Listed records start
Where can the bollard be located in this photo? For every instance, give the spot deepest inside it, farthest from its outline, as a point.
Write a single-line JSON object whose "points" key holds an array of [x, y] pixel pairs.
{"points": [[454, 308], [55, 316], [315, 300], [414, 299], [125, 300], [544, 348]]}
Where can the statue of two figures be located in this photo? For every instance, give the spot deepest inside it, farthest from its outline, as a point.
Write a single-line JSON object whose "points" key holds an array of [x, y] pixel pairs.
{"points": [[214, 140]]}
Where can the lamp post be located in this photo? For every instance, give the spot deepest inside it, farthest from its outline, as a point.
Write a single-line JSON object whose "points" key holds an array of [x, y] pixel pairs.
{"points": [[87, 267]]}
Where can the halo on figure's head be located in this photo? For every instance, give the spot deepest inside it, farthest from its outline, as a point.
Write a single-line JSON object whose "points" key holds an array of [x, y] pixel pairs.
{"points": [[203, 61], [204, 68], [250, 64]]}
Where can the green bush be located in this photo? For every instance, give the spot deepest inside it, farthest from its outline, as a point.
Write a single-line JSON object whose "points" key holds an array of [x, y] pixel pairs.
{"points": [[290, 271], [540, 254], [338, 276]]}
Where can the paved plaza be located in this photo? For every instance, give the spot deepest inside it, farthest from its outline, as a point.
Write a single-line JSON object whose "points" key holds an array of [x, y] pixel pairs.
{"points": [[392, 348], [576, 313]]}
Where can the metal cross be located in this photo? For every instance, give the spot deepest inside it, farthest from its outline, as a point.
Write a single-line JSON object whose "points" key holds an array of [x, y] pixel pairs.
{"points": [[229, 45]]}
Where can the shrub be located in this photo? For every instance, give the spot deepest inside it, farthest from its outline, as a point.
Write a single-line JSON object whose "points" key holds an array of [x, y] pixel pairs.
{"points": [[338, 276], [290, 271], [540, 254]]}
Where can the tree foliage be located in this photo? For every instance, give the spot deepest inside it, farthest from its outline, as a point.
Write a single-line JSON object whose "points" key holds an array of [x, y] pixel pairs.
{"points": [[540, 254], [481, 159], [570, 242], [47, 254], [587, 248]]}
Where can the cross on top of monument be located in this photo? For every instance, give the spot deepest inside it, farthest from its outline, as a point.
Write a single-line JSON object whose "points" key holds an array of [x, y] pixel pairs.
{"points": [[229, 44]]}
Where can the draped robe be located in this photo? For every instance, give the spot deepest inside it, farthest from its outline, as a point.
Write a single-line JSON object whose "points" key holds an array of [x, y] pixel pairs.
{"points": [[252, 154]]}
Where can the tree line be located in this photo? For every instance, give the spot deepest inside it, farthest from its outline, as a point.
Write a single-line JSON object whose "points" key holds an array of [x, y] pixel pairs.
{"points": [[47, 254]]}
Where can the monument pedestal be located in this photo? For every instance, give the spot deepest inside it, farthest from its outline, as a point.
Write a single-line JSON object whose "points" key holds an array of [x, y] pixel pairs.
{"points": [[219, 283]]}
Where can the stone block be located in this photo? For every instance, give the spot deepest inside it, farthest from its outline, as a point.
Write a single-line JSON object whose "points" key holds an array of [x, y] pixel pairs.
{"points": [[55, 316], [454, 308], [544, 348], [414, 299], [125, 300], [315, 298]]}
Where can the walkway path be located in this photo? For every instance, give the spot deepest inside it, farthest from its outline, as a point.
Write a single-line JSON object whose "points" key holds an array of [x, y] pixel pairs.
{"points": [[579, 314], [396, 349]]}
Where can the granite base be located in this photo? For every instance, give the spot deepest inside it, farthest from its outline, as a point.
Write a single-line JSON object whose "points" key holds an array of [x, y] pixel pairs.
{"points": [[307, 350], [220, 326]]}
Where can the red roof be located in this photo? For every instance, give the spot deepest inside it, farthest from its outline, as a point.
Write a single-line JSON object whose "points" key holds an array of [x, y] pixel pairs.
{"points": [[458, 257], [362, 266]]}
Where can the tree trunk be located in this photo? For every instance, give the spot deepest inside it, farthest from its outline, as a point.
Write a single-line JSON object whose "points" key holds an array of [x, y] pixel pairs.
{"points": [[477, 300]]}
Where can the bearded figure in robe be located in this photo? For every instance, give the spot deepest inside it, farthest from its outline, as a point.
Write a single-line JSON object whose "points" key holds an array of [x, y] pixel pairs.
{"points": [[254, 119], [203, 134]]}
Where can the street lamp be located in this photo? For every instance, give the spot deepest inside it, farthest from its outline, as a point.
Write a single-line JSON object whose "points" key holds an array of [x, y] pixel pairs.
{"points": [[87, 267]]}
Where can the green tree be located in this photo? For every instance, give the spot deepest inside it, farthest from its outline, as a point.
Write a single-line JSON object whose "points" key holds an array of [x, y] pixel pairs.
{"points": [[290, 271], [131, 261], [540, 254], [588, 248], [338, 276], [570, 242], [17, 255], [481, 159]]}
Listed records end
Exercise objective ▸
Express each line of the records above as one string in a JSON list, and leave out any blank lines.

Response below ▸
[
  "Where can the bollard be located in this photo? For every instance, give the spot deepest inside it, farthest from its outline, as a point.",
  "Write a single-line JSON object whose \"points\" key holds an array of [x, y] pixel pairs.",
  "{\"points\": [[454, 308], [55, 316], [315, 300], [414, 299], [125, 300], [544, 348]]}",
  "Where can the statue of two figures be located in this photo? For every instance, give the spot deepest inside it, farthest from its outline, as a point.",
  "Write a single-line JSON object whose \"points\" key holds an array of [x, y] pixel pairs.",
  "{\"points\": [[214, 140]]}",
  "Where can the lamp post be located in this photo? For every instance, give the spot deepest inside it, farthest from its outline, as a point.",
  "Write a single-line JSON object whose \"points\" key holds an array of [x, y] pixel pairs.",
  "{\"points\": [[87, 267]]}",
  "Where can the halo on figure's head be located in this photo? For every instance, give the spot deepest inside it, farthest from its outline, as a point.",
  "Write a single-line JSON object whose \"points\" key holds an array of [x, y] pixel pairs.",
  "{\"points\": [[203, 61], [204, 68], [250, 64]]}",
  "Where can the green bush be located in this photo? For every instance, give the spot deepest inside it, farthest from its outline, as a point.",
  "Write a single-line JSON object whose \"points\" key holds an array of [x, y] pixel pairs.",
  "{\"points\": [[290, 271], [540, 254], [338, 276]]}",
  "Where can the paved plaza be located in this photo? For every instance, give the spot deepest inside it, farthest from its outline, as a point.",
  "Write a single-line JSON object whose \"points\" key holds an array of [x, y] pixel pairs.",
  "{\"points\": [[392, 348], [576, 313]]}",
  "Where can the metal cross be located in this photo? For every instance, give the spot deepest inside it, farthest from its outline, as a point.",
  "Write a single-line JSON object whose \"points\" key holds an array of [x, y] pixel pairs.",
  "{\"points\": [[229, 45]]}",
  "Where can the shrub be located in this photo? For every instance, give the spot deepest inside it, farthest from its outline, as a point.",
  "Write a single-line JSON object whose \"points\" key holds an array of [x, y] pixel pairs.",
  "{\"points\": [[338, 276], [290, 271], [540, 254]]}",
  "Where can the tree foliage be located in this photo? For every instance, give the spot deepest inside it, farthest from its outline, as a point.",
  "Write a single-line JSON object whose \"points\" key holds an array of [x, y] pixel pairs.",
  "{\"points\": [[540, 254], [481, 159], [570, 242], [47, 254], [587, 248]]}",
  "Where can the cross on top of monument be located in this photo? For every instance, give the spot deepest inside it, farthest from its outline, as a point.",
  "Write a single-line JSON object whose \"points\" key holds an array of [x, y] pixel pairs.",
  "{\"points\": [[229, 44]]}",
  "Where can the draped robe be located in this photo? For every instance, give the spot deepest inside it, farthest from its outline, as a point.",
  "Write a single-line JSON object whose \"points\" key holds an array of [x, y] pixel pairs.",
  "{\"points\": [[252, 154]]}",
  "Where can the tree line be located in this photo? For every instance, give the spot deepest inside it, farthest from its outline, as a point.",
  "Write a single-line JSON object whose \"points\" key holds an array of [x, y] pixel pairs.",
  "{\"points\": [[47, 254]]}",
  "Where can the monument pedestal be located in this photo? For every instance, give the spot deepest inside it, farthest from its outline, as a point.",
  "Write a single-line JSON object whose \"points\" key holds an array of [x, y] pixel pairs.",
  "{\"points\": [[219, 283]]}",
  "Where can the stone block be located in this photo? For every instance, give the spot deepest inside it, farthest from its outline, as a point.",
  "Write a single-line JSON object whose \"points\" key holds an array of [x, y] pixel pairs.",
  "{\"points\": [[55, 316], [454, 308], [544, 348], [414, 299], [125, 300], [315, 298]]}",
  "Where can the walkway path be located in this photo? For every instance, give the spot deepest inside it, farthest from its outline, as a point.",
  "Write a single-line JSON object whose \"points\" key holds an array of [x, y] pixel pairs.",
  "{\"points\": [[579, 314], [396, 349]]}",
  "Where can the granite base be located in this photo? For every instance, give the spot deepest inside it, farthest from its outline, as a point.",
  "Write a single-line JSON object whose \"points\" key holds an array of [x, y] pixel pairs.",
  "{\"points\": [[307, 350], [220, 326]]}",
  "Where can the red roof be located in this photo? For every instance, give the spot deepest inside it, farthest from its outline, as a point.",
  "Write a single-line JSON object whose \"points\" key holds an array of [x, y] pixel pairs.",
  "{\"points\": [[458, 257], [362, 266]]}",
  "Where can the tree trunk be located in this photo? For every instance, give the spot deepest inside it, farthest from its outline, as a point.",
  "Write a single-line JSON object whose \"points\" key holds an array of [x, y] pixel pairs.",
  "{\"points\": [[477, 300]]}",
  "Where can the bearded figure in robe be located in this photo? For every instance, give the spot deepest inside it, farthest from its outline, as a point.",
  "Write a single-line JSON object whose \"points\" key holds an array of [x, y] pixel pairs.",
  "{\"points\": [[254, 119], [203, 134]]}",
  "Where can the street lamp be located in this photo? For every instance, give the spot deepest inside it, farthest from its outline, as a point.",
  "Write a single-line JSON object whose \"points\" key holds an array of [x, y] pixel pairs.",
  "{\"points\": [[87, 267]]}",
  "Where can the green tree be located in this photo? For every instance, give the spot deepest inside it, farthest from its outline, as a point.",
  "Write a single-line JSON object whose \"points\" key holds an array of [x, y] pixel pairs.",
  "{\"points\": [[290, 271], [131, 261], [540, 254], [588, 248], [338, 276], [570, 242], [17, 255], [481, 159]]}"
]